◆ REQUIREMENTS
Reproduce the records below, replacing "Reviewer note" with "Annotator note" wherever it occurs and leaving all other text unchanged.

# Start of MATERIALS PROVIDED

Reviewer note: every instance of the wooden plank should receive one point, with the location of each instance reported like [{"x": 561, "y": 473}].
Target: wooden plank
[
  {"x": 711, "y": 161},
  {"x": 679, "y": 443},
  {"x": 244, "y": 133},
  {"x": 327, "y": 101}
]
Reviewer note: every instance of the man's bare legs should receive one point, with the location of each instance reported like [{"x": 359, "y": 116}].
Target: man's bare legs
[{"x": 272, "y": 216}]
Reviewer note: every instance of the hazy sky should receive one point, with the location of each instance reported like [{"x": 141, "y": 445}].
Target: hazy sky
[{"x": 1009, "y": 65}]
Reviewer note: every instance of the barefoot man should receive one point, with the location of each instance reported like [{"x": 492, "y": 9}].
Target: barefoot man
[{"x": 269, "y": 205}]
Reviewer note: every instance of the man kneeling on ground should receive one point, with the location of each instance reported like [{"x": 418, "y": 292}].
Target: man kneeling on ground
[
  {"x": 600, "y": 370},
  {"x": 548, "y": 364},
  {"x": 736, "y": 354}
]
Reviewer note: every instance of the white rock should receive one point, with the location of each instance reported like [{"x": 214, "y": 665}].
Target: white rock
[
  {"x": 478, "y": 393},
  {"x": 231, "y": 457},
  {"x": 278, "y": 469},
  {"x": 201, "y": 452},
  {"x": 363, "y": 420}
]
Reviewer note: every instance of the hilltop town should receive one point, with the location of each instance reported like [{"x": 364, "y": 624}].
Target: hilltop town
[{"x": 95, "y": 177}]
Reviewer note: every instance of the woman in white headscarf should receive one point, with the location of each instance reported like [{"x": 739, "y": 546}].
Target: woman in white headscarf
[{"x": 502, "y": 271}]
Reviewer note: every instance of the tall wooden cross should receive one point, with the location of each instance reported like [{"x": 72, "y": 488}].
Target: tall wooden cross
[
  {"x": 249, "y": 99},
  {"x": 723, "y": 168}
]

# End of MATERIALS PROVIDED

◆ SOLUTION TO THIS TASK
Annotator note: every instance of the wooden plank should receive one point, with the location of each instance reported like [{"x": 561, "y": 473}].
Target: wooden plank
[
  {"x": 711, "y": 161},
  {"x": 679, "y": 443},
  {"x": 244, "y": 133},
  {"x": 327, "y": 101}
]
Annotator note: every instance of the man's bare legs should receive one point, with the location of each instance reported like [{"x": 359, "y": 116}].
Target: man's bare legs
[{"x": 272, "y": 216}]
Annotator note: every instance of the hazy sky should receive one point, with the location of each instance reported like [{"x": 141, "y": 445}].
Target: hazy sky
[{"x": 1009, "y": 65}]
Annotator note: every instance of the barefoot man should receive one point, with the location of each instance reported like [{"x": 492, "y": 9}].
Target: barefoot man
[{"x": 269, "y": 205}]
Annotator note: every instance of the man kneeling on ground should receive one point, with the location of each instance reported like [{"x": 418, "y": 292}].
Target: man kneeling on ground
[
  {"x": 600, "y": 370},
  {"x": 548, "y": 364},
  {"x": 736, "y": 354}
]
Annotator note: every instance of the white rock should receive one point, with the location of each instance reported like [{"x": 214, "y": 665}].
Target: white rock
[
  {"x": 478, "y": 393},
  {"x": 231, "y": 457},
  {"x": 278, "y": 469},
  {"x": 201, "y": 452},
  {"x": 363, "y": 420}
]
Annotator note: every instance of the hilltop town should receive one point, with the location of each instance reported like [{"x": 364, "y": 624}].
Target: hilltop town
[{"x": 95, "y": 177}]
Annotator note: every instance of the woman in white headscarf should receive one point, with the location of each instance reported like [{"x": 739, "y": 546}].
Target: woman in white headscarf
[{"x": 502, "y": 271}]
Annotator note: every instance of the tall wooden cross should receive one point, with the location of each instance reported like [{"x": 72, "y": 488}].
Target: tall wooden cross
[
  {"x": 249, "y": 99},
  {"x": 723, "y": 168}
]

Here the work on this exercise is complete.